■ Data ■
'''

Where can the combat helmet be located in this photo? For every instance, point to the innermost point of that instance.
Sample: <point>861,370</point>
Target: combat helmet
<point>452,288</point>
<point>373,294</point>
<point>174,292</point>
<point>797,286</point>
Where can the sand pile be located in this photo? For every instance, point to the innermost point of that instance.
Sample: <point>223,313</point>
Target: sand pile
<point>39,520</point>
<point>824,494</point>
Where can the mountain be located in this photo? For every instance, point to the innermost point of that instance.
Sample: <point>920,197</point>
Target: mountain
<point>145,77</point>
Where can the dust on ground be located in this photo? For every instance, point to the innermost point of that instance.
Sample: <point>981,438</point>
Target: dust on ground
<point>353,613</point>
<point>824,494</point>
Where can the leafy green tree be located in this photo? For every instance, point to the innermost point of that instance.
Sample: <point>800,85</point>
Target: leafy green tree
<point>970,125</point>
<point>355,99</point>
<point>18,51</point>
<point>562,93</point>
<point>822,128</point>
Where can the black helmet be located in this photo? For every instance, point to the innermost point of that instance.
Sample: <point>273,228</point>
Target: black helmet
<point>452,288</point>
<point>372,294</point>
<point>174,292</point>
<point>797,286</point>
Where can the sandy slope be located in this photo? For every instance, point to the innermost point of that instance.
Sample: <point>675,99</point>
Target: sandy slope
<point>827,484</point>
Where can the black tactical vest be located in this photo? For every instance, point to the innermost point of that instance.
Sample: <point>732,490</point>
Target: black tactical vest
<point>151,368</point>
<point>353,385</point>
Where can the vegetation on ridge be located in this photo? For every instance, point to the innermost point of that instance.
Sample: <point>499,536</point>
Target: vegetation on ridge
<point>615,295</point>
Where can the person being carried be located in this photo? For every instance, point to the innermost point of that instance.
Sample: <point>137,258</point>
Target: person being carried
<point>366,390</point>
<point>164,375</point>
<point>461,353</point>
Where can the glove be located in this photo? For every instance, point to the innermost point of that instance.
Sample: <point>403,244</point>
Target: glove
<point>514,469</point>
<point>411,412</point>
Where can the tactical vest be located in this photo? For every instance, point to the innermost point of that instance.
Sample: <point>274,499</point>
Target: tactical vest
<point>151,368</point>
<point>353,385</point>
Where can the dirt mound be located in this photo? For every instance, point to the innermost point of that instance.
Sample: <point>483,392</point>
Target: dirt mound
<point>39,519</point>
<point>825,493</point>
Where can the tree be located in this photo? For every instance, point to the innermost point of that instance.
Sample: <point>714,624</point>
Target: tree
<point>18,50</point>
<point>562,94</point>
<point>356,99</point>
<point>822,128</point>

'''

■ What you have to do ■
The line with "Target: glove" and all the lines after it in the records above are to be output exactly, with nothing added.

■ Solution to the problem ■
Target: glove
<point>514,469</point>
<point>411,412</point>
Where can the tactical vest be located in this photo? For every instance, point to the innermost point of that instance.
Sample: <point>274,499</point>
Target: tactical vest
<point>151,368</point>
<point>353,385</point>
Where can the dirt mound be located in this photo? For every instance, point to the innermost point of that instance.
Sample: <point>483,392</point>
Target: dirt mound
<point>39,519</point>
<point>825,493</point>
Where can the tree be located in this photo? For every instance, point to the innermost point of that instance.
Sample: <point>714,624</point>
Target: tree
<point>18,50</point>
<point>562,94</point>
<point>356,99</point>
<point>822,128</point>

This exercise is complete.